----- The records
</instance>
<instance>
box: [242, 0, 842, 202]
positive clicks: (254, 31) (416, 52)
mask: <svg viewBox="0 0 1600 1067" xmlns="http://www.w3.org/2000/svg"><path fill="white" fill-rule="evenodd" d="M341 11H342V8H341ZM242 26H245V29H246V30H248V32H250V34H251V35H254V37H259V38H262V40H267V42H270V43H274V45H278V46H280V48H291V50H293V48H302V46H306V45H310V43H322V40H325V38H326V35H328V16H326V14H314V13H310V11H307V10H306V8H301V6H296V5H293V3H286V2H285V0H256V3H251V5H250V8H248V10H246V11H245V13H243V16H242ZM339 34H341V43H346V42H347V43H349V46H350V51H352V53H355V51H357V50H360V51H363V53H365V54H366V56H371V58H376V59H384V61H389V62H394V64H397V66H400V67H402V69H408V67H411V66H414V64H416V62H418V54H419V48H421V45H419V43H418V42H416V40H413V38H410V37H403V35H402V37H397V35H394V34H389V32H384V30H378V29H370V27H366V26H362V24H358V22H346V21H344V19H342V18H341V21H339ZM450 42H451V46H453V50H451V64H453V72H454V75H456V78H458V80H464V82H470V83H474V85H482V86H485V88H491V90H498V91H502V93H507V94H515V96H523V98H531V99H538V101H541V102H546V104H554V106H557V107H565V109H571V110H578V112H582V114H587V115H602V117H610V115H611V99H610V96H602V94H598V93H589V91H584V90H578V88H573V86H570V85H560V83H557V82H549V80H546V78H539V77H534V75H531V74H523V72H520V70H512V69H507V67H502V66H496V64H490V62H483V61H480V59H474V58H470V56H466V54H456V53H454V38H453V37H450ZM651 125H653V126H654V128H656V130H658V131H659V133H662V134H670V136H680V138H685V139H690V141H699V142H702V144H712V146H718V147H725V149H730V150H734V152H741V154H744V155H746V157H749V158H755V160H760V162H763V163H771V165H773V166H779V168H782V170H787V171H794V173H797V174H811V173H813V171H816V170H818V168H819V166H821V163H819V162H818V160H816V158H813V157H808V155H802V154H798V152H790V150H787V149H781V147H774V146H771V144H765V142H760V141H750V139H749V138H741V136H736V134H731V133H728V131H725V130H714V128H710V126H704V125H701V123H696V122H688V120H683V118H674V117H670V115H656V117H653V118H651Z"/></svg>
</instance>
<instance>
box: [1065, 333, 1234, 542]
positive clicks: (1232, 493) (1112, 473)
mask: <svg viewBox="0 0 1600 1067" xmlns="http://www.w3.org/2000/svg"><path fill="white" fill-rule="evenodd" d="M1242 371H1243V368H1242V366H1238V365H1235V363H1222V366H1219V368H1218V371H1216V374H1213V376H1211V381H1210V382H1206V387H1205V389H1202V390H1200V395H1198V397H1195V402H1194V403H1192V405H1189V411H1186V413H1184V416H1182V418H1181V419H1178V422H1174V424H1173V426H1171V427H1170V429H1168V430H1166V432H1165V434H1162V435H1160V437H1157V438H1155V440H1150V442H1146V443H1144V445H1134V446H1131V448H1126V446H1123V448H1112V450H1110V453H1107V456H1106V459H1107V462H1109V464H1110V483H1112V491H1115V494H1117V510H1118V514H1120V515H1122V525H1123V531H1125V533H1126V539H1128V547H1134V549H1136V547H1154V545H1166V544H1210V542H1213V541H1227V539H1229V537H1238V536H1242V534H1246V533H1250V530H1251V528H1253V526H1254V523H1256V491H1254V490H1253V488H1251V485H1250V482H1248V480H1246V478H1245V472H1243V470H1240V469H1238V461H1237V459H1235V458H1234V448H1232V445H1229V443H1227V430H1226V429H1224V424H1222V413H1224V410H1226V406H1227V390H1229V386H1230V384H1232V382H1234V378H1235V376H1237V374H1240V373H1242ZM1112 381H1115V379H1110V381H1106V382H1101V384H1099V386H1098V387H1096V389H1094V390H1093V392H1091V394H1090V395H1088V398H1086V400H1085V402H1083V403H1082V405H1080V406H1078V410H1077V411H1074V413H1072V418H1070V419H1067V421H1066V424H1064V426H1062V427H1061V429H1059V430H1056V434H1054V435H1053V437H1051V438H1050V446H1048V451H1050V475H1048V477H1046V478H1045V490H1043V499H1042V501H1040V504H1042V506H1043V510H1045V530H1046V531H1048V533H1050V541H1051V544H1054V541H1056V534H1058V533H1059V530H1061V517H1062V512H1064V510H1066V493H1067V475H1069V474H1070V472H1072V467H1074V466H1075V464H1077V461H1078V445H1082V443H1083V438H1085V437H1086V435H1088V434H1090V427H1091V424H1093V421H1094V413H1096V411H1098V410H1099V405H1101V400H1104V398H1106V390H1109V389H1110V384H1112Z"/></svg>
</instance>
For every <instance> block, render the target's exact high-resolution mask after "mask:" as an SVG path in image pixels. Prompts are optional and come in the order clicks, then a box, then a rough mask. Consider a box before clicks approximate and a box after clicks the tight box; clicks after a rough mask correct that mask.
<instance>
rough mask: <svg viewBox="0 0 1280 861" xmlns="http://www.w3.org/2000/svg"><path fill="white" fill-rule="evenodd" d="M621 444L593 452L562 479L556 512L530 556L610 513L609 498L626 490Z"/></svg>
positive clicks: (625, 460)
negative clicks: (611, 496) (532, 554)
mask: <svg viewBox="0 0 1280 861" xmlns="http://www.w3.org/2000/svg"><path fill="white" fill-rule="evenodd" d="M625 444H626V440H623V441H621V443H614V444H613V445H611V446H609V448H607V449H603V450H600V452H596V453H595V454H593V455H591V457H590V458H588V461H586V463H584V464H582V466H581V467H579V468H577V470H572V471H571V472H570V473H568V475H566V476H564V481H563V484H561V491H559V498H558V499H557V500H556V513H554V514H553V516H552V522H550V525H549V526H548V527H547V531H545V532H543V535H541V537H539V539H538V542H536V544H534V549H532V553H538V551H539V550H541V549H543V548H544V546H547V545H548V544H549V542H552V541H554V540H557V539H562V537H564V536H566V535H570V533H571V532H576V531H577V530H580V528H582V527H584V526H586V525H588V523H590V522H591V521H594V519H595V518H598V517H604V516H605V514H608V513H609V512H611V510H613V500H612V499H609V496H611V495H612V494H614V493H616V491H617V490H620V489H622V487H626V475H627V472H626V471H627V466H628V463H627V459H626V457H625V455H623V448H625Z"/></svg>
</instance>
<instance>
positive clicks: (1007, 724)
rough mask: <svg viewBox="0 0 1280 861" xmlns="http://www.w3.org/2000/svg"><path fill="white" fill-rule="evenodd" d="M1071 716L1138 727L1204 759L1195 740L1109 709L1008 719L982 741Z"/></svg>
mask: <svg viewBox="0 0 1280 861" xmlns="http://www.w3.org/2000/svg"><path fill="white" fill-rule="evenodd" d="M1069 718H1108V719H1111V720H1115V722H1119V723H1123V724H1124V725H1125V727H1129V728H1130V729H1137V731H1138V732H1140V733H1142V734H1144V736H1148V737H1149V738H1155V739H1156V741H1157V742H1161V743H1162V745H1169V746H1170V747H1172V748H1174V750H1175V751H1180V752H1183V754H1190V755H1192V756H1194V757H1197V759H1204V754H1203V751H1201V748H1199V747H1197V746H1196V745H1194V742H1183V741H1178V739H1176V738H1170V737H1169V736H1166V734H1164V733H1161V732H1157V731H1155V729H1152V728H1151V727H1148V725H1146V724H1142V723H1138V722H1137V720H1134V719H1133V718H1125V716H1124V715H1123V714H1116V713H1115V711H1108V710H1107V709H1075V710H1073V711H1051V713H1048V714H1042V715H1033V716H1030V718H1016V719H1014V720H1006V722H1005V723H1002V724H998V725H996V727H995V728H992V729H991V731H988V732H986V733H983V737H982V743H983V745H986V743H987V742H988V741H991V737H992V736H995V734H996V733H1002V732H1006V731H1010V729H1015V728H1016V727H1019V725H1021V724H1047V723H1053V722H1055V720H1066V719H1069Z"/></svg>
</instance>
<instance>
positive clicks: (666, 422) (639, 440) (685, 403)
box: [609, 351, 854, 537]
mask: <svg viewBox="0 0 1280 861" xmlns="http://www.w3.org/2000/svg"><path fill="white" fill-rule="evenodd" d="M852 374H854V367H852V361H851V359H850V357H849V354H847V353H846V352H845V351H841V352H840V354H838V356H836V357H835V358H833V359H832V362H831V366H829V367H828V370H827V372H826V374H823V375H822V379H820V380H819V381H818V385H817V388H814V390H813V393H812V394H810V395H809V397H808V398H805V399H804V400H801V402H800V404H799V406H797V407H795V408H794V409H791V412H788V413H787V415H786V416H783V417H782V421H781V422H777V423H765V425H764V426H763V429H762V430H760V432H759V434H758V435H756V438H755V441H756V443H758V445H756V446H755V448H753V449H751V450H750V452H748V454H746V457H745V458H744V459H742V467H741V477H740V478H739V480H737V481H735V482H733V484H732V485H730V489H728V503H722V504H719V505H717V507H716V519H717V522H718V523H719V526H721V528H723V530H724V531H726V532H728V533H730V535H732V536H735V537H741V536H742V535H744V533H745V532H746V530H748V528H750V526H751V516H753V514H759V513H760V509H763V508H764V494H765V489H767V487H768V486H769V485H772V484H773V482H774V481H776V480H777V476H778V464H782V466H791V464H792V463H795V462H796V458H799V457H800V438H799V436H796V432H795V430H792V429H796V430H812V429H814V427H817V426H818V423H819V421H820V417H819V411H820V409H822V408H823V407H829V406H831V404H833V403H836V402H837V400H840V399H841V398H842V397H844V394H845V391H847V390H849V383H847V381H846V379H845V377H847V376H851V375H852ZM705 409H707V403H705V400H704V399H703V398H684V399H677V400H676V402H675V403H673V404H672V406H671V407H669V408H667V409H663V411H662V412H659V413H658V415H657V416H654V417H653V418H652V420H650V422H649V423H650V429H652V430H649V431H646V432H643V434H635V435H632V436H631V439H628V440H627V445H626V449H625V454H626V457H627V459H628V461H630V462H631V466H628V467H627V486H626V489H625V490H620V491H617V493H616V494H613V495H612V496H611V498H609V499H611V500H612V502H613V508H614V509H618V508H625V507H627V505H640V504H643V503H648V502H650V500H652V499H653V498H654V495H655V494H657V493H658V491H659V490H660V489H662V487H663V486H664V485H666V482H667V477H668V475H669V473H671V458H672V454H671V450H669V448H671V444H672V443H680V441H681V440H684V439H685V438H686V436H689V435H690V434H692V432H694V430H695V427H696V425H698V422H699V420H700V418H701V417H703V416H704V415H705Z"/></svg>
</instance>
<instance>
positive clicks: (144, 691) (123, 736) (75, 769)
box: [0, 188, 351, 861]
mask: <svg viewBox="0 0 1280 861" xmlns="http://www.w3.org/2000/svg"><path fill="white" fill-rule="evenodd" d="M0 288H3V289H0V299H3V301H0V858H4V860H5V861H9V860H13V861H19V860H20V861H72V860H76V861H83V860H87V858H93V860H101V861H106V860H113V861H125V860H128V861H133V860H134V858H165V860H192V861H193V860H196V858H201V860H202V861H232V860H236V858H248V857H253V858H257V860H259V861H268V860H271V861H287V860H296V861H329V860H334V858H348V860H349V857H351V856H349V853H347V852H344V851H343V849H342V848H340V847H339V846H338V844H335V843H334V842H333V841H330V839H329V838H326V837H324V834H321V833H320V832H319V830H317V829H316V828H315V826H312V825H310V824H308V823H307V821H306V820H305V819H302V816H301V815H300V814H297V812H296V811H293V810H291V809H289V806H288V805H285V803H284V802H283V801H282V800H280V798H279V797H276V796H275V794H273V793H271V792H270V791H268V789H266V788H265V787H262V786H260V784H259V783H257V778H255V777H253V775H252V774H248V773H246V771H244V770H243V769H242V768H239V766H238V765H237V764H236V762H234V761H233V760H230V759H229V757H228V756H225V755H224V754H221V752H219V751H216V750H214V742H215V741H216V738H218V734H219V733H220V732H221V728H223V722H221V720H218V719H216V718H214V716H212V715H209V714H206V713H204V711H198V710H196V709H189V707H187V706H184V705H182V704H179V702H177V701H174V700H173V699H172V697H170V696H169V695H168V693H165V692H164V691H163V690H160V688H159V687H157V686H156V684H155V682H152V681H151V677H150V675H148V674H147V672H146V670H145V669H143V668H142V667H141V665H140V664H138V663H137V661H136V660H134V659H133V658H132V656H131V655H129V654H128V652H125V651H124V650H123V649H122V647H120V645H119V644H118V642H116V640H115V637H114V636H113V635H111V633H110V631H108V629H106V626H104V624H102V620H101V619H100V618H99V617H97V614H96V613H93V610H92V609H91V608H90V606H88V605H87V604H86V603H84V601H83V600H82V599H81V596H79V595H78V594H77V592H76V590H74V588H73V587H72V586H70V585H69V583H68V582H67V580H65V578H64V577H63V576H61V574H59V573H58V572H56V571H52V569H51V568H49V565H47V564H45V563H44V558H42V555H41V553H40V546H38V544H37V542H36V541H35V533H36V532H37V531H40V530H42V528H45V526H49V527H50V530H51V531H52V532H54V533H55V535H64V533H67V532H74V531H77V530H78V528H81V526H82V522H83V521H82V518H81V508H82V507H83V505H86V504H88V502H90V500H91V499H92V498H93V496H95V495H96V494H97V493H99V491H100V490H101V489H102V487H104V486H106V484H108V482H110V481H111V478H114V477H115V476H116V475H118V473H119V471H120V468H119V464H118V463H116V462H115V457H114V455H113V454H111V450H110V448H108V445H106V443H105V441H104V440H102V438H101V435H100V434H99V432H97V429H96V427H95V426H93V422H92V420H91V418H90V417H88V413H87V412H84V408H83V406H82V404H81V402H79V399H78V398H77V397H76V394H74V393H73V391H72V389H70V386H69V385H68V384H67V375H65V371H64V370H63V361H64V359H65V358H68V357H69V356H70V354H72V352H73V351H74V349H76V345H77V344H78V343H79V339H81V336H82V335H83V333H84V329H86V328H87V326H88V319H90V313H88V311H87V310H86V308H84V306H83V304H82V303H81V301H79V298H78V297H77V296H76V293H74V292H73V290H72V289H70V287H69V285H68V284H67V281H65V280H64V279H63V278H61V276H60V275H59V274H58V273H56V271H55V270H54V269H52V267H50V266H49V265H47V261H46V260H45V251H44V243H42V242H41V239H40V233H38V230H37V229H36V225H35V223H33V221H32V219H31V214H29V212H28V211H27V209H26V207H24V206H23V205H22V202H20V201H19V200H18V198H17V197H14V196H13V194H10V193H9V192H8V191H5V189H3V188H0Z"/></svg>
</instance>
----------
▸ **Exercise instructions**
Output the data from its first line through the line containing "positive clicks: (254, 31) (416, 52)", both included, as a JSON list of strings with one string per line, leaving out blank lines.

▸ **Answer**
[
  "</instance>",
  "<instance>",
  "box: [242, 0, 842, 202]",
  "positive clicks: (254, 31) (416, 52)"
]